**EXERCISE DATA:**

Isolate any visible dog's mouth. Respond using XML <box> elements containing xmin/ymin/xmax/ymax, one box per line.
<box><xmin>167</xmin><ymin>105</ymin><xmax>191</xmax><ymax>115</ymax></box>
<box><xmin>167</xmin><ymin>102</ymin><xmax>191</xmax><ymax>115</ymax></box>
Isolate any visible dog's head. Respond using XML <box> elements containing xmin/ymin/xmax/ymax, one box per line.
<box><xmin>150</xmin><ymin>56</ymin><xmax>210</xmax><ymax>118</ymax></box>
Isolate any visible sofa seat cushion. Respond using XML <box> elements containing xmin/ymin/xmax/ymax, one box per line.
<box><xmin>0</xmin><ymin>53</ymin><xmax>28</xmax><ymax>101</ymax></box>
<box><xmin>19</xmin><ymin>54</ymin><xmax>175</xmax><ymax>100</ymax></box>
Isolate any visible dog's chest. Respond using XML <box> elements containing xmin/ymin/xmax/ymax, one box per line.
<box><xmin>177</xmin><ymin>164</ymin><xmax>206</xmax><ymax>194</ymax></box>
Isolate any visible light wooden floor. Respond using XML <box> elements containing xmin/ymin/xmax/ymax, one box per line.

**PROMPT:** Exact repetition of every entry in the data is required.

**YOUR RESPONSE:**
Isolate any visible dog's mouth. Respond using XML <box> elements containing xmin/ymin/xmax/ymax, one box per line.
<box><xmin>167</xmin><ymin>105</ymin><xmax>191</xmax><ymax>115</ymax></box>
<box><xmin>167</xmin><ymin>102</ymin><xmax>191</xmax><ymax>115</ymax></box>
Isolate any visible dog's head. Respond using XML <box> elements containing xmin/ymin/xmax/ymax, one box per line.
<box><xmin>150</xmin><ymin>56</ymin><xmax>210</xmax><ymax>118</ymax></box>
Isolate any visible sofa seat cushion. Respond using XML <box> elements containing xmin/ymin/xmax/ymax, one box per line.
<box><xmin>0</xmin><ymin>53</ymin><xmax>28</xmax><ymax>101</ymax></box>
<box><xmin>19</xmin><ymin>54</ymin><xmax>175</xmax><ymax>100</ymax></box>
Isolate any visible dog's chest. Respond using XML <box> elements containing xmin/ymin/xmax/ymax, one box per line.
<box><xmin>177</xmin><ymin>164</ymin><xmax>206</xmax><ymax>194</ymax></box>
Isolate any visible light wooden floor. Respond using XML <box> elements containing xmin/ymin/xmax/ymax, one box per line.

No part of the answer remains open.